* **To-do item**: Your answer should be the entire listing, printed exactly.

* **Exercise materials**:
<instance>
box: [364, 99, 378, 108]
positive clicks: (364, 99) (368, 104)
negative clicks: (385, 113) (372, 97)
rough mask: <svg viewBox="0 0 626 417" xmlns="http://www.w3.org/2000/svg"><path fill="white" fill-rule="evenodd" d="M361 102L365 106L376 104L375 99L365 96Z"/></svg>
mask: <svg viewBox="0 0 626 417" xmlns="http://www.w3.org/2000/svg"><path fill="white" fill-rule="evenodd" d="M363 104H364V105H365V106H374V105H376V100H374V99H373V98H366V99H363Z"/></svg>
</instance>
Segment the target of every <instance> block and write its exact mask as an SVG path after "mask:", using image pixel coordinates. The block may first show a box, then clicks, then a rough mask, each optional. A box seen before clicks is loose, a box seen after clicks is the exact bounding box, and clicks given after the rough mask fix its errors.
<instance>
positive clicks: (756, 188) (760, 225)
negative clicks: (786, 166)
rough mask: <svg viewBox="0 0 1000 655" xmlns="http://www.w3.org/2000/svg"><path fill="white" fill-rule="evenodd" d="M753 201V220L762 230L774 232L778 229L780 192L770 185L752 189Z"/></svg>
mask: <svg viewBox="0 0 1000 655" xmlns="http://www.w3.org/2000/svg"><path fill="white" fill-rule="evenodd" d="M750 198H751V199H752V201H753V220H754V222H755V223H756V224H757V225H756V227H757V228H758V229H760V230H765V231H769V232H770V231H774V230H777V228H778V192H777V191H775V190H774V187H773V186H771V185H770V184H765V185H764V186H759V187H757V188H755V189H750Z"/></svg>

* **Answer for this exercise**:
<instance>
box: [364, 99, 378, 108]
positive clicks: (364, 99) (368, 104)
negative clicks: (385, 113) (372, 97)
rough mask: <svg viewBox="0 0 626 417" xmlns="http://www.w3.org/2000/svg"><path fill="white" fill-rule="evenodd" d="M361 102L365 106L376 104L375 99L365 96Z"/></svg>
mask: <svg viewBox="0 0 626 417" xmlns="http://www.w3.org/2000/svg"><path fill="white" fill-rule="evenodd" d="M363 104H364V105H365V106H374V105H376V100H374V99H373V98H366V99H363Z"/></svg>
</instance>
Segment the target of every <instance> block and write its exact mask as an SVG path after "mask:", using image pixel coordinates. The block may first show a box, then clicks, then a rough mask, each optional. A box seen before clicks is loose, a box seen after clicks is the exact bounding box, and clicks given after the rough mask fix its errors.
<instance>
positive clicks: (756, 188) (760, 225)
negative clicks: (786, 166)
rough mask: <svg viewBox="0 0 1000 655" xmlns="http://www.w3.org/2000/svg"><path fill="white" fill-rule="evenodd" d="M753 201V220L762 230L774 232L778 229L780 192L770 185L752 189Z"/></svg>
mask: <svg viewBox="0 0 1000 655" xmlns="http://www.w3.org/2000/svg"><path fill="white" fill-rule="evenodd" d="M750 198H751V199H752V201H753V220H754V222H755V223H756V224H757V225H756V227H757V228H758V229H760V230H765V231H769V232H770V231H774V230H777V228H778V192H777V191H775V190H774V187H773V186H771V185H770V184H765V185H764V186H759V187H757V188H755V189H750Z"/></svg>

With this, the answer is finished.